# Trecho de origem:

Durante esses dias, além de conhecer uma cidade muito interessante, pude viver um pouco o dia-a-dia de um templo shinshu, interagindo com a comunidade nos preparativos da festa e vendo como é a ação dos monges que vivem diretamente nos templos.

Podemos achar que é uma vida tranquila e claro que comparado com nossa vida atribulada de metrópole é muito mais easy, mas isso não quer dizer que não tenha o que se fazer. Tem! E muito! Sayuri-san mal parou nesses dias para garantir que tudo estivesse estruturado e em seu lugar para a festa mais importante do Budismo japonês. O entra-e-sai no templo é constante e as "velhinhas" do Fujinkai (Associação de Senhoras) não pararam de cozinhar para fazer que tudo estivesse nos conformes para a festa na terça-feira. No domingo, tudo já estava fervilhando por lá.  Sorte minha e do Jean Jacques! Pois comida caseira japonesa feito por senhorinhas que sabem o que estão fazendo é maravilhosa!

# Informações extraídas:
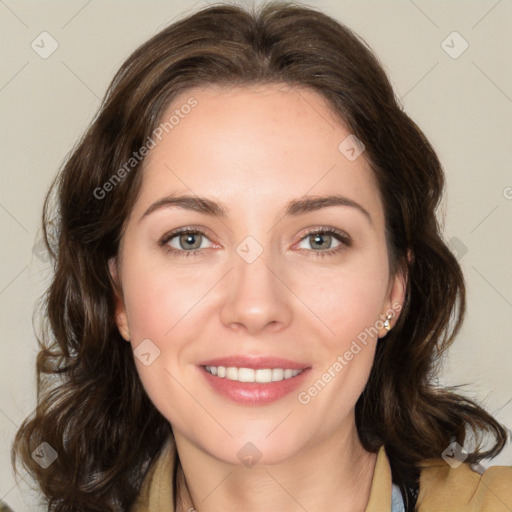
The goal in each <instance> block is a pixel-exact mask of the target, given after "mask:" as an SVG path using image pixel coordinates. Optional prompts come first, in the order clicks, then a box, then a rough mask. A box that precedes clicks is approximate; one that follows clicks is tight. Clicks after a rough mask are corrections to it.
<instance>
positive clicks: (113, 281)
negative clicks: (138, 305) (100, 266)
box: [108, 257, 130, 341]
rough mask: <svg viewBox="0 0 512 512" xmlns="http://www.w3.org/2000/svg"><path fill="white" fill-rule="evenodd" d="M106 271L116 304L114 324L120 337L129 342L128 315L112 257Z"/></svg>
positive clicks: (113, 259) (118, 275)
mask: <svg viewBox="0 0 512 512" xmlns="http://www.w3.org/2000/svg"><path fill="white" fill-rule="evenodd" d="M108 269H109V272H110V276H111V278H112V284H113V291H114V300H115V303H116V312H115V315H116V324H117V328H118V329H119V332H120V334H121V336H122V337H123V338H124V339H125V340H126V341H130V328H129V326H128V315H127V314H126V307H125V304H124V299H123V295H122V289H121V283H120V280H119V272H118V267H117V258H116V257H113V258H110V259H109V260H108Z"/></svg>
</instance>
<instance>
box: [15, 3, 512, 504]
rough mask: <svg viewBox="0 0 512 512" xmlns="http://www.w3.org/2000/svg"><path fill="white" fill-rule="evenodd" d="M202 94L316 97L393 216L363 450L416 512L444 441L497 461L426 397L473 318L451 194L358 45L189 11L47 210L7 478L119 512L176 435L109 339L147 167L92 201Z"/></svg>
mask: <svg viewBox="0 0 512 512" xmlns="http://www.w3.org/2000/svg"><path fill="white" fill-rule="evenodd" d="M209 84H217V85H223V86H226V87H232V86H245V85H253V84H288V85H290V86H292V87H295V88H298V90H300V89H301V88H306V89H309V90H312V91H315V92H317V93H319V94H320V95H321V96H322V97H323V98H324V99H325V100H326V101H327V102H328V104H329V105H330V107H331V108H332V111H333V112H334V113H335V115H337V116H338V117H337V118H338V119H339V120H340V122H342V123H344V124H345V125H346V126H347V127H349V129H350V131H351V133H353V134H355V135H356V136H357V137H358V138H359V139H360V140H361V141H362V142H363V143H364V145H365V147H366V150H365V156H366V159H367V160H368V162H369V164H370V166H371V168H372V170H373V172H374V173H375V176H376V178H377V181H378V186H379V191H380V194H381V197H382V200H383V204H384V210H385V212H384V213H385V219H386V239H387V246H388V254H389V262H390V269H391V271H392V274H395V273H396V272H399V271H402V272H404V273H405V274H407V275H408V281H407V289H406V296H405V302H404V304H403V309H402V313H401V315H400V316H399V318H398V321H397V324H396V326H395V328H394V329H393V330H392V331H390V332H389V333H388V334H387V335H386V337H385V338H384V339H383V340H382V342H380V343H379V344H378V345H377V351H376V355H375V361H374V365H373V368H372V370H371V374H370V377H369V380H368V383H367V385H366V387H365V389H364V391H363V393H362V395H361V396H360V398H359V400H358V402H357V404H356V423H357V429H358V432H359V436H360V439H361V442H362V444H363V446H364V447H365V448H366V449H367V450H369V451H371V452H376V451H377V450H378V449H379V447H380V446H382V445H384V446H385V448H386V451H387V454H388V456H389V459H390V463H391V468H392V475H393V480H394V482H396V483H397V484H398V485H399V486H400V489H401V491H402V495H403V497H404V500H405V503H406V508H407V510H408V511H412V510H413V509H414V507H415V499H416V495H417V490H418V475H419V464H420V462H421V461H422V460H423V459H427V458H437V457H439V456H440V454H441V453H442V452H443V450H444V449H445V448H446V447H447V445H448V444H449V443H450V442H451V441H452V440H456V441H457V442H458V443H459V444H461V445H463V444H464V442H465V440H467V434H468V432H470V433H471V434H472V435H474V436H475V438H476V439H479V440H481V439H483V437H484V435H485V436H490V437H492V440H493V443H492V444H491V446H490V447H489V449H487V450H484V449H482V446H481V443H480V441H479V442H478V444H477V446H476V447H475V449H474V450H472V451H471V452H470V454H469V457H468V459H467V462H471V463H475V462H478V461H480V460H481V459H482V458H487V457H494V456H495V455H497V454H498V453H499V452H500V451H501V450H502V449H503V447H504V445H505V442H506V437H507V436H506V430H505V429H504V428H503V426H501V425H500V424H499V423H498V422H497V421H496V420H495V419H494V418H493V417H492V416H491V415H489V414H488V413H487V412H486V411H485V410H484V409H483V408H481V407H480V406H479V405H477V404H476V403H475V402H474V401H472V400H470V399H468V398H464V397H463V396H461V395H459V394H457V393H456V392H455V389H454V388H443V387H441V386H438V385H435V384H434V383H433V379H434V377H435V375H436V372H437V371H438V368H439V364H440V361H441V358H442V356H443V353H444V352H445V351H446V349H447V348H448V347H449V345H450V344H451V343H452V342H453V340H454V338H455V336H456V334H457V333H458V331H459V329H460V326H461V324H462V321H463V318H464V314H465V307H466V306H465V301H466V297H465V286H464V278H463V275H462V272H461V268H460V266H459V264H458V262H457V259H456V257H455V256H454V254H452V252H451V251H450V249H449V248H448V246H447V245H446V243H445V241H444V240H443V236H442V233H441V229H440V226H439V223H438V220H437V218H436V208H437V206H438V203H439V201H440V199H441V195H442V193H443V188H444V174H443V170H442V167H441V164H440V162H439V160H438V157H437V156H436V154H435V152H434V150H433V148H432V146H431V145H430V144H429V142H428V141H427V139H426V138H425V136H424V134H423V133H422V132H421V130H420V129H419V127H418V126H417V125H416V124H415V123H414V122H413V121H412V120H411V119H410V118H409V117H408V115H407V114H406V113H405V112H404V110H403V108H402V107H401V105H400V102H399V100H398V99H397V98H396V97H395V94H394V92H393V90H392V87H391V85H390V82H389V81H388V78H387V76H386V74H385V72H384V71H383V69H382V67H381V65H380V63H379V61H378V59H377V58H376V57H375V55H374V54H373V53H372V51H371V50H370V49H369V48H368V46H367V45H366V43H365V42H364V41H363V40H362V39H361V38H359V37H358V36H357V35H355V34H354V33H353V32H352V31H351V30H349V29H348V28H347V27H345V26H344V25H342V24H341V23H339V22H338V21H336V20H334V19H333V18H331V17H329V16H327V15H326V14H324V13H321V12H319V11H318V10H316V9H314V8H309V7H307V6H303V5H301V4H298V3H294V2H285V3H283V2H281V3H277V2H271V3H267V4H263V5H260V6H259V7H257V8H256V7H251V8H242V7H239V6H237V5H236V4H220V5H219V4H217V5H214V6H210V7H208V8H204V9H202V10H199V11H196V12H194V13H192V14H190V15H188V16H187V17H185V18H182V19H181V20H178V21H177V22H175V23H173V24H172V25H170V26H168V27H167V28H165V29H164V30H162V31H161V32H159V33H158V34H156V35H155V36H154V37H152V38H151V39H150V40H149V41H147V42H146V43H145V44H143V45H142V46H141V47H140V48H138V49H137V50H136V51H135V52H134V53H133V54H132V55H131V56H130V57H129V58H128V59H127V60H126V62H125V63H124V64H123V65H122V66H121V68H120V69H119V71H118V72H117V74H116V75H115V77H114V78H113V81H112V83H111V84H110V86H109V88H108V90H107V92H106V95H105V98H104V99H103V102H102V104H101V106H100V109H99V112H98V114H97V116H96V118H95V119H94V120H93V122H92V123H91V125H90V127H89V128H88V129H87V131H86V132H85V134H84V135H83V137H82V138H81V140H80V141H79V142H78V144H77V145H76V147H75V148H74V149H73V151H72V152H71V154H70V155H69V157H68V158H67V160H66V162H65V163H64V165H63V167H62V169H61V171H60V173H59V174H58V175H57V177H56V179H55V181H54V182H53V184H52V187H51V189H50V190H49V192H48V195H47V198H46V201H45V206H44V212H43V227H44V234H45V240H46V243H47V246H48V250H49V251H50V253H51V258H52V262H53V269H54V276H53V280H52V282H51V285H50V286H49V288H48V290H47V292H46V293H45V295H44V297H43V301H42V302H41V306H42V312H43V315H42V316H43V317H44V318H45V319H46V320H47V322H46V323H45V325H44V328H43V329H42V330H41V334H40V335H38V342H39V345H40V351H39V354H38V357H37V375H38V382H39V384H38V402H37V404H38V405H37V408H36V410H35V412H34V413H33V414H32V415H31V416H30V417H29V418H27V419H26V420H25V421H24V423H23V424H22V426H21V427H20V429H19V431H18V433H17V435H16V438H15V441H14V444H13V450H12V459H13V464H14V466H16V460H17V459H18V458H19V459H21V462H22V463H23V465H24V466H25V467H26V469H27V470H28V471H29V472H30V473H31V474H32V476H33V477H34V478H35V480H36V482H37V485H38V486H39V487H40V489H41V490H42V493H43V495H44V500H45V503H46V505H47V508H48V510H54V511H74V512H76V511H101V512H105V511H126V510H129V509H130V507H131V506H132V505H133V503H134V501H135V499H136V497H137V495H138V492H139V490H140V488H141V484H142V481H143V479H144V476H145V474H146V473H147V471H148V469H149V466H150V465H151V463H152V462H153V461H154V460H155V459H156V457H157V456H158V454H159V453H160V451H161V449H162V447H163V444H164V443H165V441H166V440H167V439H168V438H169V436H172V431H171V428H170V424H169V422H168V421H167V420H166V418H164V417H163V416H162V415H161V414H160V413H159V412H158V411H157V409H156V408H155V407H154V406H153V404H152V402H151V401H150V400H149V398H148V396H147V395H146V393H145V391H144V389H143V387H142V384H141V382H140V380H139V377H138V374H137V371H136V367H135V364H134V359H133V353H132V350H131V346H130V344H128V343H126V342H124V340H123V339H122V338H121V336H120V334H119V332H118V329H117V327H116V323H115V318H114V311H115V302H114V292H115V289H114V283H113V282H112V279H111V276H110V272H109V268H108V260H109V258H111V257H113V256H115V255H116V254H117V251H118V247H119V241H120V238H121V236H122V232H123V227H124V224H125V222H126V220H127V218H128V215H129V213H130V211H131V208H132V206H133V204H134V201H135V199H136V196H137V193H138V191H139V188H140V185H141V174H142V173H141V163H139V164H138V165H137V166H136V167H134V168H133V170H131V172H129V173H126V175H125V176H123V179H121V180H119V181H118V182H116V183H115V186H113V187H111V188H112V190H110V191H109V192H108V193H101V194H99V193H98V190H100V188H101V187H102V186H103V185H104V184H105V183H106V182H107V181H109V180H110V179H111V178H112V175H113V174H114V173H115V171H116V170H117V169H120V168H121V167H122V166H123V164H124V163H125V162H127V161H128V160H129V159H130V157H131V156H132V154H133V153H134V152H137V151H138V150H139V149H140V148H141V147H142V146H143V145H144V144H145V143H146V141H147V138H148V137H150V136H151V135H152V133H153V131H154V130H155V128H156V127H157V126H158V124H159V122H160V120H161V117H162V114H163V112H164V111H165V110H166V108H167V107H168V106H169V104H170V102H172V101H173V99H174V98H175V97H176V96H177V95H178V94H180V93H182V92H184V91H187V90H188V89H192V88H193V87H203V86H208V85H209ZM100 196H101V197H100ZM408 255H409V256H410V257H408ZM42 442H47V443H49V444H50V445H51V446H52V447H53V448H54V449H55V450H56V452H57V453H58V458H57V460H55V462H54V463H53V464H51V465H50V466H49V467H48V468H47V469H42V468H41V467H40V466H39V465H38V464H37V463H36V462H35V460H34V459H33V458H32V457H31V453H32V451H33V450H34V449H35V448H36V447H37V446H38V445H39V444H40V443H42Z"/></svg>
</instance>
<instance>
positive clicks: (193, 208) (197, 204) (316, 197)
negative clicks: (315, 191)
mask: <svg viewBox="0 0 512 512" xmlns="http://www.w3.org/2000/svg"><path fill="white" fill-rule="evenodd" d="M330 206H349V207H352V208H355V209H356V210H357V211H359V212H361V213H362V214H363V215H364V216H365V217H366V219H367V220H368V221H369V223H370V224H373V221H372V217H371V215H370V214H369V212H368V211H367V210H366V209H365V208H364V207H363V206H361V205H360V204H359V203H358V202H357V201H354V200H353V199H350V198H348V197H345V196H341V195H337V194H329V195H326V196H307V197H304V198H300V199H294V200H292V201H290V202H289V203H288V204H287V205H286V209H285V213H284V216H287V215H291V216H298V215H302V214H304V213H308V212H312V211H317V210H320V209H322V208H328V207H330ZM172 207H175V208H182V209H184V210H192V211H196V212H199V213H203V214H205V215H210V216H212V217H220V218H225V217H226V216H227V213H228V208H227V207H226V206H225V205H223V204H222V203H219V202H217V201H213V200H211V199H208V198H206V197H199V196H192V195H173V194H171V195H169V196H166V197H163V198H161V199H159V200H158V201H156V202H154V203H153V204H152V205H151V206H150V207H149V208H148V209H147V210H146V211H145V212H144V213H143V214H142V216H141V218H140V219H139V222H140V221H142V219H144V218H145V217H147V216H148V215H150V214H151V213H153V212H155V211H158V210H161V209H163V208H172Z"/></svg>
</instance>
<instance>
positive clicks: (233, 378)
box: [205, 366, 303, 384]
mask: <svg viewBox="0 0 512 512" xmlns="http://www.w3.org/2000/svg"><path fill="white" fill-rule="evenodd" d="M205 370H206V371H207V372H208V373H211V374H212V375H215V376H217V377H225V378H227V379H229V380H237V381H238V382H259V383H263V384H266V383H269V382H278V381H280V380H284V379H291V378H292V377H295V376H296V375H299V373H302V372H303V370H292V369H290V368H284V369H283V368H261V369H258V370H254V369H253V368H235V367H233V366H229V367H227V368H226V367H225V366H205Z"/></svg>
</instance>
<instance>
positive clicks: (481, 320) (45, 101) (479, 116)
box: [0, 0, 512, 512]
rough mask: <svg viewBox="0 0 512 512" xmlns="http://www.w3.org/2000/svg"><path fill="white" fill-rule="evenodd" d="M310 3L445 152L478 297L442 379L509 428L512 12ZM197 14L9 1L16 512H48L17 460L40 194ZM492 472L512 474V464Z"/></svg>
mask: <svg viewBox="0 0 512 512" xmlns="http://www.w3.org/2000/svg"><path fill="white" fill-rule="evenodd" d="M309 4H310V5H314V6H317V7H319V8H321V9H323V10H324V11H325V12H327V13H328V14H330V15H332V16H334V17H335V18H337V19H338V20H340V21H342V22H343V23H345V24H347V25H348V26H349V27H350V28H352V29H354V30H355V31H356V32H358V33H359V34H360V35H361V36H362V37H363V38H364V39H365V40H366V41H367V42H368V43H369V44H370V46H371V47H372V48H373V49H374V50H375V52H376V53H377V55H378V56H379V58H380V59H381V61H382V63H383V64H384V66H385V68H386V69H387V71H388V73H389V75H390V77H391V80H392V83H393V84H394V86H395V89H396V91H397V93H398V94H399V95H400V97H402V101H403V105H404V108H405V109H406V111H407V112H408V113H409V114H410V115H411V116H412V117H413V119H415V120H416V122H417V123H418V124H419V126H420V128H422V129H423V130H424V132H425V133H426V135H427V137H429V138H430V140H431V141H432V143H433V145H434V147H435V148H436V149H437V151H438V153H439V156H440V158H441V160H442V162H443V164H444V166H445V170H446V174H447V182H448V186H447V193H446V196H445V200H444V203H443V209H442V212H441V213H440V218H442V216H443V215H445V217H446V221H445V236H446V239H447V240H449V241H450V244H451V245H452V246H453V247H456V248H457V250H458V255H459V258H460V262H461V265H462V267H463V270H464V272H465V276H466V280H467V285H468V293H469V301H468V302H469V303H468V308H469V309H468V315H467V320H466V322H465V324H464V328H463V330H462V332H461V333H460V335H459V337H458V339H457V342H456V343H455V346H454V347H453V349H452V350H451V351H450V354H449V359H448V360H447V362H446V365H445V367H444V370H443V373H442V375H441V377H440V380H441V382H446V383H456V384H461V383H470V385H469V386H468V387H467V392H468V393H469V394H470V396H472V397H473V398H477V399H479V400H480V401H481V402H482V403H483V404H484V405H485V407H486V408H487V409H488V410H489V411H490V412H496V411H498V410H499V412H497V417H498V418H499V419H500V420H501V421H502V422H504V423H505V424H507V425H508V426H509V427H512V389H511V382H512V379H511V377H512V370H511V365H512V336H511V334H510V324H509V321H510V318H511V317H512V270H511V262H512V237H511V233H512V229H511V225H512V156H511V153H510V146H511V142H512V123H511V121H512V71H511V64H510V63H511V62H512V38H511V35H510V34H511V28H512V1H511V0H501V1H497V0H492V1H460V2H456V1H444V2H439V1H437V2H436V1H431V0H415V1H412V0H410V1H409V0H397V1H374V2H370V1H340V0H338V1H334V0H331V1H328V0H324V1H319V0H312V1H310V2H309ZM201 5H206V2H205V1H199V2H196V1H192V0H190V1H175V2H170V1H165V2H164V1H160V2H157V1H144V2H142V1H131V2H128V1H101V0H92V1H87V0H83V1H80V2H77V1H69V0H68V1H65V2H64V1H62V2H48V1H41V2H36V1H33V2H27V1H23V2H22V1H14V0H0V34H1V35H0V39H1V42H2V45H1V53H2V66H1V68H0V111H1V115H2V124H1V136H0V140H1V151H2V161H1V177H0V225H1V230H2V245H1V258H2V265H1V268H0V315H1V327H2V330H1V332H2V342H1V343H2V344H1V347H2V357H1V358H0V385H1V390H2V392H1V393H0V498H2V499H4V500H5V501H7V502H8V503H9V504H10V505H11V506H12V507H13V508H14V510H15V511H16V512H23V511H29V510H31V511H32V510H36V509H37V507H36V506H35V505H34V504H33V496H32V495H31V494H30V493H29V492H28V490H27V485H26V483H25V480H24V479H22V480H21V482H20V484H19V487H17V486H16V481H15V479H14V476H13V475H12V471H11V468H10V463H9V449H10V444H11V441H12V437H13V435H14V433H15V430H16V426H17V425H18V424H19V422H20V421H21V420H22V419H23V418H24V417H25V416H26V415H27V414H29V413H30V412H31V410H32V408H33V406H34V403H35V371H34V364H35V355H36V342H35V338H34V334H33V330H32V320H31V318H32V310H33V306H34V301H35V300H36V298H37V297H38V296H39V295H40V294H41V293H42V291H43V290H44V286H45V284H47V283H48V279H49V277H50V268H49V265H48V264H47V263H46V262H45V261H44V254H43V255H41V254H40V253H39V252H38V251H37V245H36V249H35V250H33V247H34V244H36V243H37V240H38V237H39V229H40V214H41V207H42V201H43V196H44V193H45V192H46V189H47V187H48V185H49V183H50V180H51V179H52V177H53V176H54V174H55V173H56V171H57V169H58V168H59V166H60V164H61V163H62V161H63V159H64V157H65V156H66V154H67V153H68V152H69V151H70V150H71V148H72V146H73V144H74V142H75V141H76V139H77V137H78V136H79V135H80V134H81V133H82V131H83V130H84V128H85V127H86V125H87V124H88V123H89V122H90V121H91V119H92V118H93V116H94V114H95V111H96V109H97V107H98V105H99V102H100V98H101V97H102V95H103V93H104V91H105V88H106V86H107V84H108V83H109V81H110V79H111V78H112V76H113V74H114V72H115V71H116V69H117V68H118V67H119V65H120V64H121V63H122V61H123V60H124V59H125V58H126V57H127V56H128V55H129V54H130V53H131V51H132V50H134V49H135V48H136V47H137V46H138V45H139V44H140V43H142V42H143V41H145V40H146V39H148V38H149V37H150V36H152V35H153V34H155V33H156V32H157V31H158V30H159V29H161V28H163V27H164V26H165V25H167V24H169V23H171V22H172V21H173V20H174V19H176V18H177V17H179V16H181V15H182V14H185V13H187V12H189V11H191V10H193V9H196V8H198V7H200V6H201ZM43 31H46V32H48V33H49V34H51V36H52V37H53V38H54V39H55V40H56V41H57V43H58V49H57V50H56V51H55V52H54V53H53V54H52V55H50V56H49V57H48V58H47V59H43V58H41V57H40V56H39V55H38V53H36V52H35V51H34V50H33V49H32V47H31V43H32V41H34V40H36V42H37V41H38V40H40V39H38V36H39V34H41V32H43ZM453 31H457V32H458V33H459V34H460V35H461V36H462V38H463V39H464V40H465V41H467V43H468V44H469V47H468V48H467V50H466V51H465V52H464V53H462V54H461V55H460V56H458V58H452V57H451V56H450V55H448V53H446V52H445V50H444V49H443V47H442V46H441V44H442V42H443V40H445V39H446V38H447V36H449V34H451V33H452V32H453ZM48 41H49V40H48ZM452 41H453V43H452ZM447 44H448V45H450V46H452V47H453V48H452V49H451V50H450V51H451V52H452V53H453V52H459V51H460V50H461V49H462V48H463V46H462V45H463V41H462V40H461V39H458V36H455V38H454V37H453V36H451V37H450V38H448V40H447ZM45 47H46V48H48V47H49V46H45ZM489 463H490V464H512V450H510V447H509V448H508V449H507V451H506V452H505V453H503V454H502V455H500V457H498V458H496V459H494V460H493V461H491V462H486V465H489ZM27 480H28V478H27ZM39 510H42V509H41V508H40V509H39Z"/></svg>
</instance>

# Questões de estudo:
1 > De acordo com o relato sobre o templo shinshu, em que dia da semana aconteceria a festa?
2 > Escreva a continuação do relato sobre o templo shinshu, começando logo depois da última frase apresentada.

# Respostas do exercício:
1 > Na terça-feira.

2 >
Muita conversa fluia a cada minuto que sentávamos para fazer qualquer coisa, dúvidas, planos, liturgia, recitações, histórias engraçadas, notícias da comunidade, fofocas do Dharma, muito chá verde, cerveja, comida e conversa novamente.

Jean Jacques, um bom amigo que trilha o caminho monástico comigo, chegou na segunda-feira adicionando mais conersa, mais duvidas, mais notícias. Já estávamos integrados, nos sentindo em casa e com pena de irmos embora.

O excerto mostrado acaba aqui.